— begin SOURCE EXCERPT —
God told Adam that the ground was cursed, that work would be hard now—you will sweat, and there will be weeds.  There will be thistles and thorns where you had known only a lush garden before.

OBTW—you will die and go back to the earth from which you came.

There was also a tree of life in the garden, but in this original game of Deal or No Deal, you chose the tree that also comes with death

Why did God do this? Why?  Don’t you wish we knew why?

Maybe we do.  What did God tell Adam?

To Adam he said, “Because you listened to your wife…”

I think there is a 6–8-month Bible study in that statement alone. Here’s the whole statement before God listed the consequences.

To Adam he said, “Because you listened to your wife and ate fruit from the tree about which I commanded you, ‘You must not eat from it,’

Remember that Eve did some analysis upon prompting by the serpent. I will go so far as to say that the serpent while deceptive did not trick Eve.  Eve did her own analysis.
— end SOURCE EXCERPT —
PROBLEM REQUIREMENTS:
Please continue the reflection above on God's words to Adam, starting right after its final sentence, "Eve did her own analysis."
— begin ITEMS —
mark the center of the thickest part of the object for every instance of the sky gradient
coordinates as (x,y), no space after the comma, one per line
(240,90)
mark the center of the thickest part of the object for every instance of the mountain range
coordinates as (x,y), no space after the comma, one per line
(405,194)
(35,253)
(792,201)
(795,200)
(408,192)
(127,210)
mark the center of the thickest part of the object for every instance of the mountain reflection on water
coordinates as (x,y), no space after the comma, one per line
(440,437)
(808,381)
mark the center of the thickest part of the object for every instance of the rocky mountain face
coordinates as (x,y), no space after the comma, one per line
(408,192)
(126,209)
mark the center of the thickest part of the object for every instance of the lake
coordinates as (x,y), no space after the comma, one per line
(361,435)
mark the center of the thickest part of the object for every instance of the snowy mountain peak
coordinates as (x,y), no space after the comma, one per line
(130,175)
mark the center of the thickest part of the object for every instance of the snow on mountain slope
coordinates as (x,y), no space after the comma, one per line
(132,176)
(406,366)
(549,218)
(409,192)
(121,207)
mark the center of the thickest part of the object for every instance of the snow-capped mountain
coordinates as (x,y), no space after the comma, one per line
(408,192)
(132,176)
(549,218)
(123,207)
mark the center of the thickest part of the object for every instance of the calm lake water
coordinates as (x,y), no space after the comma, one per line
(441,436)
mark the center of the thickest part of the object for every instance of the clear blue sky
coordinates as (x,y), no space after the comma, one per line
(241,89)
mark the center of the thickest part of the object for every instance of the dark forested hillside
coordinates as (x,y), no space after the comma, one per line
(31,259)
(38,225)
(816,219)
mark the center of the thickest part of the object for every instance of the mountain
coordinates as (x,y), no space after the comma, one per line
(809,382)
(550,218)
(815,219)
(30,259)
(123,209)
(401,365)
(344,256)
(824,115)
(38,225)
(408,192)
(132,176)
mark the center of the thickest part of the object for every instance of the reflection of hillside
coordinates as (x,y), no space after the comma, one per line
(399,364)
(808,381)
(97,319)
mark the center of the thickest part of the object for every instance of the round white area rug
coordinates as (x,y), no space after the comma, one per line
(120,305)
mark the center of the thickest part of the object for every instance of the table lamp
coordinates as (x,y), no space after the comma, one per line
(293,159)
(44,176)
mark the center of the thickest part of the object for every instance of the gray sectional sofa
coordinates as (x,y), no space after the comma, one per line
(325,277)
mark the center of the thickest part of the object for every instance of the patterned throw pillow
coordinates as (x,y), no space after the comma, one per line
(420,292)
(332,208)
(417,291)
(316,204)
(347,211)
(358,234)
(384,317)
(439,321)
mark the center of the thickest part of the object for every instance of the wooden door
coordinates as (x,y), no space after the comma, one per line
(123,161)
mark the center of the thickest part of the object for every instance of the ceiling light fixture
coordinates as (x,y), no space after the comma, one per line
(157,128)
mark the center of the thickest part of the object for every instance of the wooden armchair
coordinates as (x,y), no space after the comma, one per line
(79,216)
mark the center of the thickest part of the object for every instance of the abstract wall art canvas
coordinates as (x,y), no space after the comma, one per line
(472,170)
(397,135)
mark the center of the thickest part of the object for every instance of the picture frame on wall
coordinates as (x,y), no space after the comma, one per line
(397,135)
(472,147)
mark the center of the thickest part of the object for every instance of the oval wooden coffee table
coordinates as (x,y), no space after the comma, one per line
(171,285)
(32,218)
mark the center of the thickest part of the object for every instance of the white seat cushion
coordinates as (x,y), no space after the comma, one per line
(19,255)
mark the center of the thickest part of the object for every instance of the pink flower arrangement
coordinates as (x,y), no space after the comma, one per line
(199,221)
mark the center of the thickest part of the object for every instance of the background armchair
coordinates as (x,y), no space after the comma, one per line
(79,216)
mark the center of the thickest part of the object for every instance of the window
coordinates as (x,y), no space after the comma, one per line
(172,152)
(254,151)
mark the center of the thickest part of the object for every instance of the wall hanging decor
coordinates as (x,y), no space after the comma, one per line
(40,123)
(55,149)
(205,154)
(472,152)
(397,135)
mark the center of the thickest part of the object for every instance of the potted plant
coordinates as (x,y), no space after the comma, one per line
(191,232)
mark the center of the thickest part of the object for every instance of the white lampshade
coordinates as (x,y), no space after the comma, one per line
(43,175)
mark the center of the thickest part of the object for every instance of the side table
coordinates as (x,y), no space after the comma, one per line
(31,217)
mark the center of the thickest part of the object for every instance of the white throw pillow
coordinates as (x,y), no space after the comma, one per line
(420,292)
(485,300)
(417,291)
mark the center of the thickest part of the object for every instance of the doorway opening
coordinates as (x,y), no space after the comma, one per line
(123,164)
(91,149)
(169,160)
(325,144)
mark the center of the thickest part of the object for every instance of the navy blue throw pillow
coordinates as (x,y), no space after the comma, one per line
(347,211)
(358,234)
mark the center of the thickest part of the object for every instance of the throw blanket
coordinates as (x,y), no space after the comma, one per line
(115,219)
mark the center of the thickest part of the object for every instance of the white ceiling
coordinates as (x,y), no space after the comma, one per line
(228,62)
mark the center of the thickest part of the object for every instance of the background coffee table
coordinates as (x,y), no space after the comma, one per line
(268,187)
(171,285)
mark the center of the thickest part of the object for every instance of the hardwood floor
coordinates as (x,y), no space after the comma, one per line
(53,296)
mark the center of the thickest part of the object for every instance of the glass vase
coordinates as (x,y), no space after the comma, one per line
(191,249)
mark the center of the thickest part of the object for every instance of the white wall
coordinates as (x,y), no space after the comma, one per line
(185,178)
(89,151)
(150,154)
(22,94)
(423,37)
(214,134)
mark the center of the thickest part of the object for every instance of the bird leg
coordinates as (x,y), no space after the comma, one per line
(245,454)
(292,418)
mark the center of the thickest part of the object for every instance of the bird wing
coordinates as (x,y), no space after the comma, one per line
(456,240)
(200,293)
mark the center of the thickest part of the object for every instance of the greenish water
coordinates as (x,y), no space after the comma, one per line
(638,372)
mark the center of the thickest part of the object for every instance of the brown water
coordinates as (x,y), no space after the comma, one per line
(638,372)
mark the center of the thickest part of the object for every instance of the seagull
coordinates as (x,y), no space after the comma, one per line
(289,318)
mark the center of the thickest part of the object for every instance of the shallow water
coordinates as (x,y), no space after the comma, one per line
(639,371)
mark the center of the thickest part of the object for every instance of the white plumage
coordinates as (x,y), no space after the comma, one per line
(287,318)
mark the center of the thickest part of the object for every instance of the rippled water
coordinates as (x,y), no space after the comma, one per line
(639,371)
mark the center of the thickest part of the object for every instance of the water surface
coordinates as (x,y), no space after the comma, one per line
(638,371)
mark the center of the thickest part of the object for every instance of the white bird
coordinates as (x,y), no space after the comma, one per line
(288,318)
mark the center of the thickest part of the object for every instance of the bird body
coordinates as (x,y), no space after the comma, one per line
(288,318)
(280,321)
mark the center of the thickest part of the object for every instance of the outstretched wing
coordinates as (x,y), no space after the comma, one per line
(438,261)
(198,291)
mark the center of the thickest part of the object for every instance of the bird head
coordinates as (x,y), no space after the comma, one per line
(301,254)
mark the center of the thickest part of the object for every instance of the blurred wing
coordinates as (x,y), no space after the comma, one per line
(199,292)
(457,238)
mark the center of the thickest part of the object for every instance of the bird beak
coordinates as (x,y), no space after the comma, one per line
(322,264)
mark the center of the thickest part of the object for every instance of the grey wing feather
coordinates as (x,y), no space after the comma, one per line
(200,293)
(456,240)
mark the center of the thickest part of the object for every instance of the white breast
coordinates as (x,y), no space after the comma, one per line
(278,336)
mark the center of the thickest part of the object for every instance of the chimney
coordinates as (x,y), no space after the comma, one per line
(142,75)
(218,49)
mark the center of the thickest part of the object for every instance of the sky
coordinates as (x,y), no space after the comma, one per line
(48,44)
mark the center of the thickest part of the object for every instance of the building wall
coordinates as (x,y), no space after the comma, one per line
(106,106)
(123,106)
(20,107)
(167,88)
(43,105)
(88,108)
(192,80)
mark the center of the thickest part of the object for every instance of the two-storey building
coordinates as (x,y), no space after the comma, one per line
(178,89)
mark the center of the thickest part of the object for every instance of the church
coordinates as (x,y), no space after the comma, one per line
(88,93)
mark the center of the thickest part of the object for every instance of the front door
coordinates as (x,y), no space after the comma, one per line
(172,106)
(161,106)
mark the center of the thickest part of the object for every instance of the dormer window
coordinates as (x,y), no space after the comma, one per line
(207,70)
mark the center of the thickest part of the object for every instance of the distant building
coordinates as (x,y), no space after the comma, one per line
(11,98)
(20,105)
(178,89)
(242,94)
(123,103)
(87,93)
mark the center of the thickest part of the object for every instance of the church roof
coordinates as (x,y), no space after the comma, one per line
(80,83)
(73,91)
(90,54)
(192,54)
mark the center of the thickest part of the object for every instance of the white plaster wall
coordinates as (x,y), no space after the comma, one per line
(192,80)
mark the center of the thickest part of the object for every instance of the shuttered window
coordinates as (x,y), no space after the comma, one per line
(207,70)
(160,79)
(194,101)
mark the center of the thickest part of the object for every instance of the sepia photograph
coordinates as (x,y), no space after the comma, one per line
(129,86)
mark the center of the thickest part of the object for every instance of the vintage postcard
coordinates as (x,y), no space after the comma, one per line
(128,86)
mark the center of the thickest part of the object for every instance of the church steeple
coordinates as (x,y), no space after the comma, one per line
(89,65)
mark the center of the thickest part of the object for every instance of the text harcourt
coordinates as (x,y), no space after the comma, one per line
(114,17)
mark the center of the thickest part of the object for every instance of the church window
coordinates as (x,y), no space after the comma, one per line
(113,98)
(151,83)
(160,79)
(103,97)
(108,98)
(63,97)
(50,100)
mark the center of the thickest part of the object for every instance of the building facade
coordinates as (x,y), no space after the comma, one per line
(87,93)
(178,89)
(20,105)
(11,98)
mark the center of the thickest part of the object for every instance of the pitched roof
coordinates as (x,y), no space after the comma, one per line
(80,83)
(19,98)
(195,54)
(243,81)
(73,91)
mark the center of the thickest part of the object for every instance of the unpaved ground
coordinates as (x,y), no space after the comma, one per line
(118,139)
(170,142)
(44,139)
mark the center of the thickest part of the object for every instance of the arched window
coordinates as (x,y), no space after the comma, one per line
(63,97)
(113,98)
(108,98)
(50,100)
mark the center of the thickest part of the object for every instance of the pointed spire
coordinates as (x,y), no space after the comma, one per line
— end ITEMS —
ANSWER:
The fruit of this tree that God had put off limits and somehow, Eve noted that they couldn’t even touch it, was pleasing to the eye.  It looked pretty.

It was good for food.  If you recall in chapter 2, all the trees in the garden were pleasing to the eye and good for food. Why was this one off-limits?  What made it different?

Consider the name of the tree?  It was the tree of knowledge of good and evil.  Knowledge sounds like something good.  It was a cousin of wisdom. Indeed that made this tree more desirable that the others that were just good-looking and tasty.

If she ate of the tree, she would be like God.  That would be a good thing, right? We are challenged to be imitators of God. Paul wrote that he was trying to be like Christ and his readers should follow his example.

Eve had a solid case for eating the fruit of the tree.

·       It was like the other trees—pleasing to the eye

·       It was like the other trees—good for food

·       It was more than the other trees—it offered knowledge or wisdom—something beyond what she had known so far

·       It was more than the other trees—she would be more like God

This was a reasonable thing that Eve did.  There was only one problem.  God had said “No!”  From the beginning, God’s ways and thoughts were higher than those of humankind.

And from the beginning, our own understanding—our finite understanding—would be among, if not the biggest temptation to do something that God said not to do. Our own understanding makes its debut in the fall of humankind.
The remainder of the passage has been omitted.